= DOCUMENT EXTRACT =
News | September 26, 2000

Chromatographic pattern matching: A valuable new software tool

Chromatographic pattern matching:  A valuable new software tool
By Marc V. Gorenstein, Steven M. Cohen, and James R. Henriksen

Waters Corporation

Contents:
Why compare chromatograms as patterns?
The retention time problem
Solving the retention time problem
Standard deviation as a measure of chromatographic pattern difference
Alignment examples
How the alignment algorithm compares a whole chromatogram
Application to a tryptic map
Implementation of the software

Why compare chromatograms as patterns?
When chromatographers examine a chromatogram, we first look for peaks. When we process a chromatogram, we use an algorithm to integrate peaks. Our mind and our mathematical tools are trained to parse chromatograms into peaks before we attempt further analysis. This makes sense if we want to either quantitate well-resolved components, or to isolate them as fractions: two of the three major applications for chromatography.

The third major application is comparison, where our goal is to determine if a sample mixture is the same as a standard mixture. Ordinarily, our standard mathematical tools first break a chromatogram into its constituent peaks. We would then compare the results of peak integration: areas, heights, and retention times. But accurate comparisons depend on accurately identifying peak baselines. This isn't a problem for a baseline-resolved peak with good signal-to-noise: determining the baseline is straightforward, and areas, heights, and retention times of peaks can be meaningfully compared.

However, if the mixtures are complex, the separation may contain fused peaks. Accurate determination of baseline for all components will be, at best, time consuming and, in practice, problematic. Rather than reveal genuine variations between corresponding components, measurements of peak height and area might only reveal variations in integration.

What do we do then, when a chromatogram is so complex that our traditional tools fail us? To compare complex separations, we then might have to resort to visual comparison, even at the cost of accepting results that are qualitative and subjective. Thus, the deceptively simple question -- "Is one chromatogram the same as another?" -- may be hard to answer.

(Back to Top)

The retention time problem
Rather than compare peak features, why not compare chromatograms as patterns? In the larger world of data analysis, point-by-point, or pattern, comparisons are commonplace. For example, spectral library searches typically compare data point-by-point.

But if we try to compare chromatograms as we would compare UV/Vis, IR, or mass spectra, we run up against chromatography's 'x-axis' problem. In spectroscopy or spectrometry, the horizontal, or x-axis, is a physical quantity – a wavelength, a frequency or a mass. Baseline correction and normalization can therefore be used to compare these spectra.

= TO DO =
Please name the third major application of chromatography given in the chromatographic pattern matching article.

= DATA SECTION =

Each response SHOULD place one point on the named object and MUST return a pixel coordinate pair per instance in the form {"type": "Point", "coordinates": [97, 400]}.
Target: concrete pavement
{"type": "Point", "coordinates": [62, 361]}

= ANSWER TO THIS TASK =
Comparison, where the goal is to determine if a sample mixture is the same as a standard mixture.